Consegna A:
Riscrivi le voci che seguono il testo sostituendo "blue sky" con "clouds" e lasciando invariato tutto il resto. Escludi le immagini dalla risposta.

Testo del documento:
La Prigione di Abashiri: dal diciannovesimo secolo ad oggi

La Prigione di Abashiri: dal diciannovesimo secolo ad oggi

L’inespugnabile prigione di Abashiri (Abashiri Keimusho網走刑務所) nacque per esigenze di tipo politico e per problemi legati al tasso di sottopopolazione della zona a quei tempi.

Nacque come semplice carcere, principalmente per samurai del periodo Tokugawa, ma il ruolo simbolico attribuitogli, così come gli accadimenti a cui è stato relegato fino ad oggi, hanno adescato un ricco interesse verso produttori cinematografici e turisti, che oggi visitano Abashiri per saperne di più della fantomatica prigione, tra leggenda fusa a momenti aspri della sua storia.

Come anticipato, la prigione di Abashiri è stata eretta nei pressi dell’omonima città di Abashiri, in Hokkaido, l’isola del Giappone più a nord. Fu completata ufficialmente nel 1890, dopo il frangente storico ricordato come Restaurazione Meiji (1866 – 1869). Ne seguì una struttura sociale e politica completamente diversificata rispetto al precedente periodo Tokugawa. Sommariamente, si abbandona il bakufu 幕府, o shogunato, a favore del ripristino dell’autorità imperiale.

Dati forniti:
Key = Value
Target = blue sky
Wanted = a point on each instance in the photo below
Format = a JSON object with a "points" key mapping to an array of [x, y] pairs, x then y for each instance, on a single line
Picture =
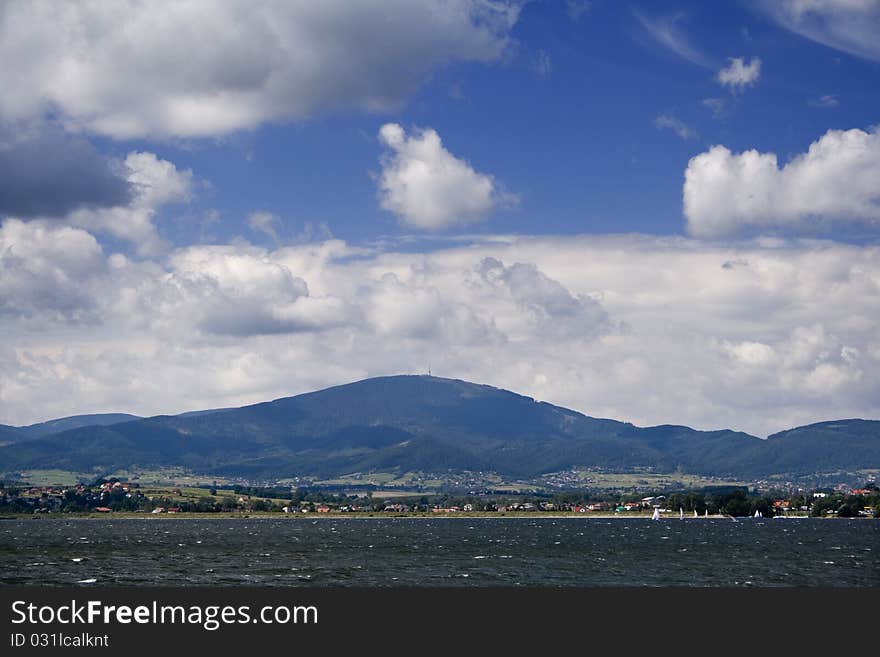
{"points": [[577, 141], [651, 211]]}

Consegna B:
Indica se queste affermazioni concordano con il testo sulla prigione di Abashiri: (i) la prigione fu completata ufficialmente nel 1890; (ii) la prigione si trova sull'isola più a sud del Giappone; (iii) in origine il carcere era destinato principalmente ai samurai del periodo Tokugawa. Per ciascuna rispondi sì o no e cita le parole del testo che lo stabiliscono.

Risposta A:
Key = Value
Target = clouds
Wanted = a point on each instance in the photo below
Format = a JSON object with a "points" key mapping to an array of [x, y] pairs, x then y for each instance, on a single line
Picture =
{"points": [[577, 141], [651, 211]]}

Risposta B:
(i) Sì: "Fu completata ufficialmente nel 1890"
(ii) No: "in Hokkaido, l’isola del Giappone più a nord"
(iii) Sì: "Nacque come semplice carcere, principalmente per samurai del periodo Tokugawa"